TASK DETAILS:
Please transcribe each of the records exactly as given.

Text-to-region grounding data

_ _ _

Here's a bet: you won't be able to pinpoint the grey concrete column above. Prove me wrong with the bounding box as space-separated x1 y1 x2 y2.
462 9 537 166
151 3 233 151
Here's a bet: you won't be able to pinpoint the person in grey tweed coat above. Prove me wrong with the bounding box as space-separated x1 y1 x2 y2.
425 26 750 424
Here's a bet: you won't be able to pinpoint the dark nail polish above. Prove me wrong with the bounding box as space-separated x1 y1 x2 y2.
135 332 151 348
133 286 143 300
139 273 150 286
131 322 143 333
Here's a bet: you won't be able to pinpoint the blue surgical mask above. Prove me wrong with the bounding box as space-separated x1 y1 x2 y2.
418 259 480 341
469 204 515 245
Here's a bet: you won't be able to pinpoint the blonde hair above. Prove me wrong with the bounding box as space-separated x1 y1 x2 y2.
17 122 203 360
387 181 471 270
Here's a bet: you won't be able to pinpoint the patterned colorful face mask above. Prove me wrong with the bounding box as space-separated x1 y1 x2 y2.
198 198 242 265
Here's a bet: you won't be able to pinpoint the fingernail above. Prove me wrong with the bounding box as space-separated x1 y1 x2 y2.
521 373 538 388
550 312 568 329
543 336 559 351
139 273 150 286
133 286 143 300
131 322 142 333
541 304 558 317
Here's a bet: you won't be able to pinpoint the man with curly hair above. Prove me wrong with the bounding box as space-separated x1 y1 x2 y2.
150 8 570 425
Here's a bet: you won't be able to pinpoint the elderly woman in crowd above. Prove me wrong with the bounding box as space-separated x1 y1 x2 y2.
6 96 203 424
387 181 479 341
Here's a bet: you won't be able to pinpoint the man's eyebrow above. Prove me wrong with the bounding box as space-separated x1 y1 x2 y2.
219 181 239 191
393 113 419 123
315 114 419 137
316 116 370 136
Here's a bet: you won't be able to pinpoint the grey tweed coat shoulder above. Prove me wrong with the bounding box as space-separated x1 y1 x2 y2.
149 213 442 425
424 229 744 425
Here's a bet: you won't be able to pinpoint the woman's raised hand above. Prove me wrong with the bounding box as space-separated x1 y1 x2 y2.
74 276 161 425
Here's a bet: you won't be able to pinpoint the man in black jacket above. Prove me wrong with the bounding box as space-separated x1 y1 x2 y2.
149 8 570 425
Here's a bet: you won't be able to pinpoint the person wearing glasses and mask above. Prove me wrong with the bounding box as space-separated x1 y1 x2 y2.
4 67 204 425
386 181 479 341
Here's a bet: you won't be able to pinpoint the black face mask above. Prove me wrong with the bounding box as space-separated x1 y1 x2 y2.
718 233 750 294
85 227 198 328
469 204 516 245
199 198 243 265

_ _ _

OUTPUT OF THE EXERCISE:
Here's a bet: you won't be able to pinpoint the grey concrete column above. Prove me wrong with the bounding box as space-separated x1 y1 x2 y2.
462 9 537 166
151 3 233 151
Here's a bet: you won't be able to pinpoint the person in grey tweed coat above. Prove me wrong with the bounding box as space-separated x1 y1 x2 y2.
425 26 750 424
Here's a bet: you won't be able to pinpoint the dark nail polish above. Prove me wrong with the bounding box as space-separated x1 y1 x2 y2.
135 332 151 348
133 286 143 300
139 273 150 286
131 322 143 333
Here's a bet: you won't be able to pinpoint the blue surgical mask above. Prove me wrong with the bounding box as space-separated x1 y1 x2 y2.
418 259 480 341
469 204 515 245
Here's a bet: you won't be able to pinpoint the blonde hair above. Prove me wrong with the bounding box as space-separated x1 y1 x2 y2.
17 122 203 360
387 181 471 270
Here's a bet: you won't be able to pinpoint the patterned colorful face mask above. Prove me wrong with the bounding box as space-separated x1 y1 x2 y2.
198 198 242 265
Here's a bet: you won't be able to pinpoint the fingernail above. Prove me wrong with the bounding box as space-separated x1 y1 x2 y2.
521 373 538 388
550 312 568 329
543 336 559 351
139 273 150 286
133 286 143 300
131 322 142 333
541 304 558 317
Here's a bet: you won't be able to pinpoint the man with curly hair above. Prove me wrong with the bounding box as space-separated x1 y1 x2 y2.
150 8 570 425
Here's a bet: you won't be able to pinpoint the elderly woman in crowd above. Prove me wrong with the bounding box as space-separated x1 y1 x2 y2.
6 96 203 424
387 181 479 341
Here's a bet: you won't be able to pinpoint the man's eyebrow above. Prove me wrong with the bounding box as space-separated x1 y1 x2 y2.
219 181 239 191
393 113 419 123
315 114 419 137
316 116 370 136
Here's a bet: you won't be able to pinpoint the grey tweed coat shoulder above. Prove me wrong with the bounding box as space-separated x1 y1 x2 y2.
149 213 442 425
424 229 744 425
Here's a bet: you won't be able to pinpoint the woman's raised hand above. Prove me wrong with the bounding box as space-separated x1 y1 x2 y2.
74 276 161 425
Here's a bet: you won't be able to pinpoint the man in black jacket above. Prove me wrong with the bounding box as space-separated x1 y1 x2 y2.
149 8 570 425
Here's a bet: you won't be able to pinpoint the person wearing glasses and mask above. Prove me wrong with the bounding box as space-separated x1 y1 x2 y2.
4 67 204 425
386 181 479 341
Here's a bet: you won't be able to pinpoint the black face mask above. Prove me wrong with the bounding box as space-separated x1 y1 x2 y2.
718 233 750 294
85 227 198 328
469 204 516 245
199 198 243 265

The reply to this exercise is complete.